Given passage
8 RULES FOR A LONG WETSUIT LIFE
- Put your wetsuit on and off slowly without overstretching the neoprene.
- Rinse your wetsuit thoroughly with fresh water straight after every surf session. Removing salt is crucial as it damages neoprene.
- If you have the possibility, soak the suit in clean lukewarm water. You can add wetsuit shampoo for a more thorough wash. This is necessary if your wetsuit has already started smelling.
- Slide your wetsuit inside out on a wide plastic hanger; it should rest on its waist with arms and legs hanging down either side. Do not hang it on its shoulder to prevent deforming. Don’t hang it over metal; it is harmful to neoprene.
- Hang it inside your shower or another dark, well-aired place to dry. If you are camping, try to find a place in the shade. Avoid sunlight at all costs - it makes neoprene brittle and causes cracks.
- Turn the suit inside out each day until it has completely dried.

Request 1
Answer these questions from the wetsuit care rules:
(a) Why is rinsing off salt important?
(b) What does sunlight do to neoprene?
(c) On which part of the wetsuit should it rest when placed on the hanger?
Request 2
Name everything the wetsuit care rules say is harmful to neoprene.
Request 3
Write the next part of the wetsuit care rules, picking up right after the last rule shown.

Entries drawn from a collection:

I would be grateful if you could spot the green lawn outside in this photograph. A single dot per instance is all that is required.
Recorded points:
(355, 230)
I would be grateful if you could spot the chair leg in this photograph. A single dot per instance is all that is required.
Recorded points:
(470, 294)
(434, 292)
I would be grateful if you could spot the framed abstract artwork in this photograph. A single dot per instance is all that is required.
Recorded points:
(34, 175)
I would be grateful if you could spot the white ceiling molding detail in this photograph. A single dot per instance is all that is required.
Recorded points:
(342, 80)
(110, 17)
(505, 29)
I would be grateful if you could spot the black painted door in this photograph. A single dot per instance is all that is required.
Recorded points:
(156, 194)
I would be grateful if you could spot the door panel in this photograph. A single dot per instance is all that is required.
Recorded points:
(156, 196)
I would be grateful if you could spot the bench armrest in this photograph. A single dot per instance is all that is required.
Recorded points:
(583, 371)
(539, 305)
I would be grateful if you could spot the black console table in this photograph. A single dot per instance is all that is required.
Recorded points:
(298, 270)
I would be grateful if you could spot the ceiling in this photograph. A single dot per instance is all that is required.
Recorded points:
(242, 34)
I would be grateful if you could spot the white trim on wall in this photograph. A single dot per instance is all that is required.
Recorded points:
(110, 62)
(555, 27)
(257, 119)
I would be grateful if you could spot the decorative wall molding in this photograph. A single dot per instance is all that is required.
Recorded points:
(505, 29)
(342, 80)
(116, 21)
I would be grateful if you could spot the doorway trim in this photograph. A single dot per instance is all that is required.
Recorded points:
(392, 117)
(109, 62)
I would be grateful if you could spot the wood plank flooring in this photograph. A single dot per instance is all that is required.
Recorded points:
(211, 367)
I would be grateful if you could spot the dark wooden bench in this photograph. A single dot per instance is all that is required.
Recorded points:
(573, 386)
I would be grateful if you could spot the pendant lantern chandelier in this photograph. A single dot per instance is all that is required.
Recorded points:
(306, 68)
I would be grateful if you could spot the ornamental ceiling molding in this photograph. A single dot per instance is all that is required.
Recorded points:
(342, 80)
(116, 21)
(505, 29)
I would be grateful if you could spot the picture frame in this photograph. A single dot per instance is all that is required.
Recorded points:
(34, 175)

Written reply 1
(a) Salt damages neoprene.
(b) It makes neoprene brittle and causes cracks.
(c) Its waist.

Written reply 2
Salt, metal, sunlight

Written reply 3
- Store your wetsuit in a dark, dry place hung as described above. Don’t squeeze it in a tight box.
- If your wetsuit ripped, make sure you fix it straight away to prevent further damage. You can either send it to a wetsuit repair centre or a professional.
ENVIRONMENTALLY-FRIENDLIER ALTERNATIVES TO NEOPRENE
A drawback with neoprene is that the manufacturing process of synthetic rubber is harmful to the environment. Luckily, manufacturers have developed greener alternatives. Patagonia partnered with Yulex™ to develop a renewable, plant-based replacement for neoprene. Their neoprene-free wetsuits are made from 85 % natural rubber, derived from sources that are Forest Stewardship Council® certified by the Rainforest Alliance, and 15 % synthetic chlorine-free rubber, reducing the reliance on petrochemicals. Picture has been putting their green stamp on the market by working with NaturalPrene. This material is also 100 % neoprene-free. These two brands, as well as others, bring a fresh wind into the surf industry with innovative and sustainable technologies.